- Document section
....

After an overnight fast, blood samples were obtained to measure serum levels of routine medical check-up markers, including low-density lipoprotein cholesterol (LDL-C), fasting glucose, and CRP. CRP levels were measured using a high-sensitivity latex assay. Systolic blood pressure (SBP) and diastolic blood pressure (DBP) were measured by trained nurses using an automatic digital sphygmomanometer (HEM-904; OMRON, Kyoto, Japan) placed on the upper arm at the height of the heart with the patient in a sitting position after 5 min of rest. The average of two measurements was used for the present analysis. Serum creatinine concentration obtained using an enzymatic method (Detaminar L-CRE; Kyowa Medics, Tokyo, Japan). Body mass index (BMI) was calculated as the weight in kilograms divided by the square of the height in meters. A detailed smoking history was used to define individuals as ‘never smokers’ (those who denied past and current smoking), ‘former smokers’ (those who reported smoking prior to the examination but denied current smoking at examination), or ‘current smokers’ (those who reported smoking at least one cigarette per day). Pack-years (packs of cigarettes per day multiplied by smoking years) were used as the smoking index. Alcohol intake was classified into five categories: ‘non-drinkers’, ‘1–2 days per week’, ‘3–4 days per week’, ‘5–6 days per week’, and ‘daily drinkers’. Physical activity was divided into two categories: ‘regular physical activity’ was defined as physical activity performed regularly at least twice per week for at least 30 min per session throughout the year, and ‘physical inactivity’ was defined as engaging in irregular physical activity or engaging in no form of physical activity at all.

....

Can you continue the methods passage on participant health measurements from its last sentence?

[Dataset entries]
....

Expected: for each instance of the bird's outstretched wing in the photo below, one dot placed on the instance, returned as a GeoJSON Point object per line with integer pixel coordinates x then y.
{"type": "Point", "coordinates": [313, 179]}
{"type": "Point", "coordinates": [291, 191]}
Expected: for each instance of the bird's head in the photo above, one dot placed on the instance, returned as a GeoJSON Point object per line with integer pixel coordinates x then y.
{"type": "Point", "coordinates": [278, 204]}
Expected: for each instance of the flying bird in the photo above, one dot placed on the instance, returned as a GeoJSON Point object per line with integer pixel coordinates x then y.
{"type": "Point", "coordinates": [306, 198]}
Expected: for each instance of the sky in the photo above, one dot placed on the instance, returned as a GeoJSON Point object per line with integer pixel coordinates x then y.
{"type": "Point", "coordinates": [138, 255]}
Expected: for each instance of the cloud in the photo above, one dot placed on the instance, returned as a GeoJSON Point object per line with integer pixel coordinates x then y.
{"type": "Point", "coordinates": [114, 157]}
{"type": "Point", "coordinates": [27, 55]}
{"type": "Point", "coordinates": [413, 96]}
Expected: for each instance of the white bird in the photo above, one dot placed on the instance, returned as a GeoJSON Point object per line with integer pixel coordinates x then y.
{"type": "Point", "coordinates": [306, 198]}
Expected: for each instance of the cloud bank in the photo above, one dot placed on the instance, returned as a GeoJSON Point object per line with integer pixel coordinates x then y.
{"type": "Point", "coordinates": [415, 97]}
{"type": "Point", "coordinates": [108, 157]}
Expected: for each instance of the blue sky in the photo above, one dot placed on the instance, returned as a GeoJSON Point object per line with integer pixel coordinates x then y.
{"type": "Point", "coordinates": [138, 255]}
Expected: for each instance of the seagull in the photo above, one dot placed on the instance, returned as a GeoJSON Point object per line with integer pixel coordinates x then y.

....

- Answer space
Lung function tests

Lung function tests were conducted using an electric spirometer (DISCOM-21 FX; Chest MI, Tokyo, Japan) connected to a computer for data analysis, as described previously [20]. Maneuvers were performed according to the GOLD recommendation [1] under the supervision of a certified pulmonary technologist. Daily volume calibration checks were performed using a 3-L syringe. A leak check was also performed on each day prior to testing. Measurements were obtained with the subjects standing and wearing nose clips. The maneuvers were repeated until acceptable spirograms were obtained. The obtained flow–volume and volume–time curves were analyzed visually. The best curve—the one with the largest sum of forced expiratory volume in 1 s (FEV1) and forced vital capacity (FVC)—was used for subsequent analysis. The acceptability criteria were as follows: the spirogram should have a good start, it should be free from artifacts, and exhalation should be satisfactory (duration of ≥6 s) in accordance with the standardization of lung function testing criteria issued by the American Thoracic Society/European Respiratory Society Task Force [21]. Acceptable repeatability was considered to have been achieved when the difference between the largest and the next largest FVC and FEV1 was ≤0.150 L. If the acceptability criteria were not met, testing was continued until these criteria were met with further analysis of additional acceptable spirograms. Both ‘acceptable’ and ‘not acceptable’ data were recorded on the computer, but only ‘acceptable’ data were subsequently analyzed. Reversibility testing was not performed in this study, as our institutional review boards considered it unacceptable to perform such testing without a strong suspicion of clinical disease. The spirometric criterion for diagnosis of airflow obstruction was a FEV1/FVC <70%. FEV1 % predicted is expressed as the percentage of the predicted value using the predictive equations published by the Japanese Pulmonary Function Standard in the Japanese Respiratory Society [22]. The severity of airflow obstruction was defined as per the GOLD guidelines [2], namely, GOLD stage I, FEV1/FVC <70% and FEV1 ≥80% predicted; GOLD stage II–IV, FEV1/FVC <70% and FEV1 <80% predicted. The subjects were divided into three groups: a control group (normal lung function), GOLD stage I, and GOLD stage II–IV [20].

Chronic kidney disease

The GFR was calculated using the formula of Matsuo et al. [23]. This equation originated from the Modification of Diet in Renal Disease (MDRD) Study group [24] designed for Japanese individuals, and it is recommended by the Japanese Society of Nephrology: estimated GFR (mL/min/1.73 m2) = 194 × Scr−1.094 × Age−0.287. CKD was defined as an estimated GFR <60 mL/min/1.73 m2 [11].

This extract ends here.